Texto de origem
┏━━
4É por isso que para estudar e documentar esses povos que lutaram avidamente para não
perder a liberdade e as suas terras, René Pélissier utilizou esse recurso cartográfico e
informativo sobre os «grupos étnicos» de Angola, encontrados no «Esboço» referido,
produzido pelo IICA e apontando a data da sua produção como sendo 1964. Ao publicá-lo,
esse recurso documental passa assim a ser um dos documentos mais conhecidos acerca da
classificação étnica de Angola (cf. PÉLISSIER 1977: 15-16; 1978: 14-15; 1986, II: 337-
338).
6Nesse seu trabalho publicado em inglês nos Estados Unidos da América em fins do século
XIX, mais exactamente em 1894 (com tradução portuguesa datada de 1964: 75-79) Héli
Chatelain dá um grande contributo ao conhecimento sobre os povos que por essa época
viviam no vasto território que depois será a Angola colonial, indicando inclusive quais eram
os povos que ainda estavam independentes da administração colonial portuguesa e esse seu
inventário não deve ter passado despercebido do Secretário dos Negócios Indígenas e
Curador Geral da Província de Angola, José de Oliveira Ferreira Diniz, que na década de 1910
foi encarregado pelo governador geral Norton de Matos de efectuar estudos tendentes ao
«conhecimento dos usos e costumes dos indígenas como base primordial da orientação a
seguir na administração e política indígena», tarefa essa, entendida na ocasião como «um
dos ramos de serviço mais importantes da colónia» (DINIZ 1918: V).
8Note-se, entretanto, que tanto em Héli Chatelain quanto em Ferreira Diniz, a classificação
geral dos povos de Angola assenta ainda tanto na terminologia «povos de raça negra»,
quanto no de «raça amarela», os chamados «bosquímanos», especificamente. Quando avalia
os povos do sul de Angola, Chatelain propõe que as «[...] grandes tribos do distrito de
Moçâmedes, exceptuando as da costa, já mencionadas, são: os Ba-Ngambue (Gambos), Ba-
nianeka, Ba-londo, Ba-nkumbi, Hai, Jau, Ba-ximba e Ba-kubale. Para além do rio Cunene são
os Kua-mati, Handa, Nyemba, Fende e os Ba-kankala da raça amarela Bochimanes». Por sua
vez, ao tentar sintetizar os objectivos do seu estudo, Ferreira Diniz esclarece que o
«[...] estudo etnográfico das tríbus da província, distribuídas conforme o mapa aqui junto,
não pode deixar dúvidas sobre a existência das duas raças indígenas — a Negra e a
Boschjman — seja êle considerado, quer sob o ponto de vista dos caracteres étnicos, quer
sob o ponto de vista da linguagem, da habitação, do vestuário, da alimentação, dos meios
de existência, das faculdades intelectuais, quer enfim sob o ponto de vista da vida familiar
ou da organização social» (DINIZ 1918: 495). Como se pode observar destes dois autores a
sistemática conhecida por essa ocasião está ainda muito longe daquela que hoje tem sido
apontada.
┗━━
Instrução A
Reescreva de forma mais curta o parágrafo do texto sobre os povos de Angola que começa por «Nesse seu trabalho publicado em inglês», mantendo os factos principais.

(Entradas guardadas)
┏━━
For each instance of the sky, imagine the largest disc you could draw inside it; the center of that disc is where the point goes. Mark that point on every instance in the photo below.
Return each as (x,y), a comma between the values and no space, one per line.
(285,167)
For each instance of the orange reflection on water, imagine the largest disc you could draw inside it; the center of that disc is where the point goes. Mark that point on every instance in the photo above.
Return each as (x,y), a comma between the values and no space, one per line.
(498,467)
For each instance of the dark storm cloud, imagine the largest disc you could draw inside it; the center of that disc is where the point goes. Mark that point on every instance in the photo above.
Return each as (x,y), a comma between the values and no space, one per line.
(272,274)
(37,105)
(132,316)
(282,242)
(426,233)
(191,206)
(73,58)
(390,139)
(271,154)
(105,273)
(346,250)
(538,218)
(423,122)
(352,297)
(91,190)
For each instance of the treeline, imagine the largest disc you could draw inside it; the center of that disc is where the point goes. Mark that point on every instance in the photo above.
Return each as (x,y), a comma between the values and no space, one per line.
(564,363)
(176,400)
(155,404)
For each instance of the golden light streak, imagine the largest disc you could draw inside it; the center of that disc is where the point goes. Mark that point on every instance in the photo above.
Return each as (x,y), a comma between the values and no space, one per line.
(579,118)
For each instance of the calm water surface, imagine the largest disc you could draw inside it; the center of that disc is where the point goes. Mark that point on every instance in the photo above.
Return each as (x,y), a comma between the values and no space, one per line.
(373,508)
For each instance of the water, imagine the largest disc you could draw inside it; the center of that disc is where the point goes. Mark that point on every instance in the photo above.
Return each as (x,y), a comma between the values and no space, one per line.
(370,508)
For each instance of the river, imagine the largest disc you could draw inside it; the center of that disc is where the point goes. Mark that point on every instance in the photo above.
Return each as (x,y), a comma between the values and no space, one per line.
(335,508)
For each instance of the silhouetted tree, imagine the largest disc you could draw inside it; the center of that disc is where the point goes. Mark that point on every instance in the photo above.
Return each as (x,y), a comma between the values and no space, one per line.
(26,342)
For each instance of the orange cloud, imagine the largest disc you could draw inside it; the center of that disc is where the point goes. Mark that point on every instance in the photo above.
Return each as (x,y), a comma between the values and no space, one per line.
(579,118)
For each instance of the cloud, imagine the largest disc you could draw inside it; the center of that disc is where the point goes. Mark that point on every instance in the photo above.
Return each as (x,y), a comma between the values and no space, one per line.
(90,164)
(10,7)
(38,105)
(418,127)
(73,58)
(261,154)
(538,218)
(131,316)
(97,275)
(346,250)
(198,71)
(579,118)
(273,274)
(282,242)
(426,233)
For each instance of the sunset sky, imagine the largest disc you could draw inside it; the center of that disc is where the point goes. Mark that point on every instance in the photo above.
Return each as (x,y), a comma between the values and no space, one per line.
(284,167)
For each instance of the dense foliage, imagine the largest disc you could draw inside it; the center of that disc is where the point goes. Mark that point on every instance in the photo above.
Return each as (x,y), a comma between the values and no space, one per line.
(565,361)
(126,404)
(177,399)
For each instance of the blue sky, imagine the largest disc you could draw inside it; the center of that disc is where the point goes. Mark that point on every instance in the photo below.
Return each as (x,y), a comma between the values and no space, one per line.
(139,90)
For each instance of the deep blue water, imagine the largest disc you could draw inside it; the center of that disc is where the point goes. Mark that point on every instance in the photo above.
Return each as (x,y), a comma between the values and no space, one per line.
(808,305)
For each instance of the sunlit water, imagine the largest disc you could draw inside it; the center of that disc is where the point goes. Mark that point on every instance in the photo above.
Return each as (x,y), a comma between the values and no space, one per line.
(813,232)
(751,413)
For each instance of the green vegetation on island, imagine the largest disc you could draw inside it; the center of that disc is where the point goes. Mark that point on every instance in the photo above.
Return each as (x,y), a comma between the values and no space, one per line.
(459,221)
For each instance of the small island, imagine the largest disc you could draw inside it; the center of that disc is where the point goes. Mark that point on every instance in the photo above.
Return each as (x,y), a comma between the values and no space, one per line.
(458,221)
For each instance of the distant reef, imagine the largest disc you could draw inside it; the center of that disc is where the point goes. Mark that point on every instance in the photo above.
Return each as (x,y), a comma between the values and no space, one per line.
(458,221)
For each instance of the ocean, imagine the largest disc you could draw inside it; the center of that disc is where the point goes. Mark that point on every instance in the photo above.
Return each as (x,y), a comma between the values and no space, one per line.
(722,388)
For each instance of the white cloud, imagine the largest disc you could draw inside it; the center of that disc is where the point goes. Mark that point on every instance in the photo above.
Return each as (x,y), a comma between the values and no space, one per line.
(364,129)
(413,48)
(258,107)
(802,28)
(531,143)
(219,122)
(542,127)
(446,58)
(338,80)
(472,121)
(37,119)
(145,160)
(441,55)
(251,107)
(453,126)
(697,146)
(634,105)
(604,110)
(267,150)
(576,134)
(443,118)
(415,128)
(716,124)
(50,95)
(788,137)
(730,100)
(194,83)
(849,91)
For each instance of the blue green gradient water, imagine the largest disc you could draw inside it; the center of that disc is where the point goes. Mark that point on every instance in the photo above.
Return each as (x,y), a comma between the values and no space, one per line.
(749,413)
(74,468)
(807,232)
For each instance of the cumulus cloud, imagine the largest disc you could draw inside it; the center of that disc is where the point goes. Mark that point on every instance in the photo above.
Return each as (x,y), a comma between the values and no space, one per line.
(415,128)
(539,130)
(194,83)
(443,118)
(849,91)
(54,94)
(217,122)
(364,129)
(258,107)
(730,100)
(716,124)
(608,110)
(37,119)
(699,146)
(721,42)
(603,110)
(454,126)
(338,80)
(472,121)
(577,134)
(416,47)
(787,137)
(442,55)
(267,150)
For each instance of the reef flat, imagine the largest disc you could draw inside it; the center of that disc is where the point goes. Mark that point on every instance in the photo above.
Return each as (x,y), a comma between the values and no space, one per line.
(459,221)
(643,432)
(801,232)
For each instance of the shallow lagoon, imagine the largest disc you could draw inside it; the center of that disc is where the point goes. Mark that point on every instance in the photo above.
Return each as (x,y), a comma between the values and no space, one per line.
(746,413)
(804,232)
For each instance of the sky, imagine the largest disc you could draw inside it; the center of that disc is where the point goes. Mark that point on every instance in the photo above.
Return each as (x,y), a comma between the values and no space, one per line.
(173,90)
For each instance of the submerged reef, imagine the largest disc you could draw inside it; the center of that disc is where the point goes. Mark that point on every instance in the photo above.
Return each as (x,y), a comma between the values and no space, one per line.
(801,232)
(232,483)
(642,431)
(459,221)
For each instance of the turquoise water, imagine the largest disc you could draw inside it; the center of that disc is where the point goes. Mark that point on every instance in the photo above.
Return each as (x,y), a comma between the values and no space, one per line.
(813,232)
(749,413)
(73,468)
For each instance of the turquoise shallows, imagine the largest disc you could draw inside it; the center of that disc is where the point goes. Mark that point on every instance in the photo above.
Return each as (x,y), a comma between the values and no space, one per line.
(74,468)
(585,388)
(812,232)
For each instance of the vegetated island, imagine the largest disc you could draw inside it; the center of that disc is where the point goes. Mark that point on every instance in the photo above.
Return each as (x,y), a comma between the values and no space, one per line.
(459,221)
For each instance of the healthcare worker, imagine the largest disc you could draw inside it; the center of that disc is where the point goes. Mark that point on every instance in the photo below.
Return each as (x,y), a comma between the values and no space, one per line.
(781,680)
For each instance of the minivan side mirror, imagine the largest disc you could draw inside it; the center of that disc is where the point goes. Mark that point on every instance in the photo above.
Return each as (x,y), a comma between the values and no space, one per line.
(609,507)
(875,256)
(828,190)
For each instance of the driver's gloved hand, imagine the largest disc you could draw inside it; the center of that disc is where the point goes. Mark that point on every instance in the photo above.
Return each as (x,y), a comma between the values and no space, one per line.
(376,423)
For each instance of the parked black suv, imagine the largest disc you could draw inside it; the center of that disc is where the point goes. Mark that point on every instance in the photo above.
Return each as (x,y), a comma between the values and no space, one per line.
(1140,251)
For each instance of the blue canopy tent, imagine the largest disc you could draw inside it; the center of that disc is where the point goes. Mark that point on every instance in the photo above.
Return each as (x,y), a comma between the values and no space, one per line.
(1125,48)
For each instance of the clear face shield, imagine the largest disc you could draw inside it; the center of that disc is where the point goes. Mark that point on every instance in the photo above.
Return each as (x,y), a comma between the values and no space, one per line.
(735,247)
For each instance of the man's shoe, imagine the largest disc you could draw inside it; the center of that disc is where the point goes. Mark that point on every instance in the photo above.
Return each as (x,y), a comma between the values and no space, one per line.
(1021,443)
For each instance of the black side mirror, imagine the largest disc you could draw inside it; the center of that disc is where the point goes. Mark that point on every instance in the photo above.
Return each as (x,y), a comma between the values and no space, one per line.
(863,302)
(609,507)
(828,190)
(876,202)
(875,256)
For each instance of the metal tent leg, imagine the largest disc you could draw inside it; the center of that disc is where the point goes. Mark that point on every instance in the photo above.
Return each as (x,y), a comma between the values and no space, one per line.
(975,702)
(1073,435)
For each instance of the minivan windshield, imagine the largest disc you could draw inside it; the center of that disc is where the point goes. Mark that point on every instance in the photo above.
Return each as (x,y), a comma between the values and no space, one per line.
┗━━
Instrução B
Indique quantas linhas, sem contar o texto, contêm a palavra "below". Responda apenas com o número.

Resposta completa A
Em 1894, Héli Chatelain publicou em inglês, nos Estados Unidos, um trabalho com tradução portuguesa de 1964. A obra deu um grande contributo ao conhecimento dos povos que então viviam no território da futura Angola colonial e indicava também quais ainda eram independentes da administração portuguesa. Esse inventário não deve ter passado despercebido a José de Oliveira Ferreira Diniz, Secretário dos Negócios Indígenas e Curador Geral da Província de Angola. Na década de 1910, o governador geral Norton de Matos encarregou-o de estudar os usos e costumes dos indígenas, como base da administração e política indígena. Essa tarefa era então vista como um dos ramos de serviço mais importantes da colónia.

Resposta completa B
3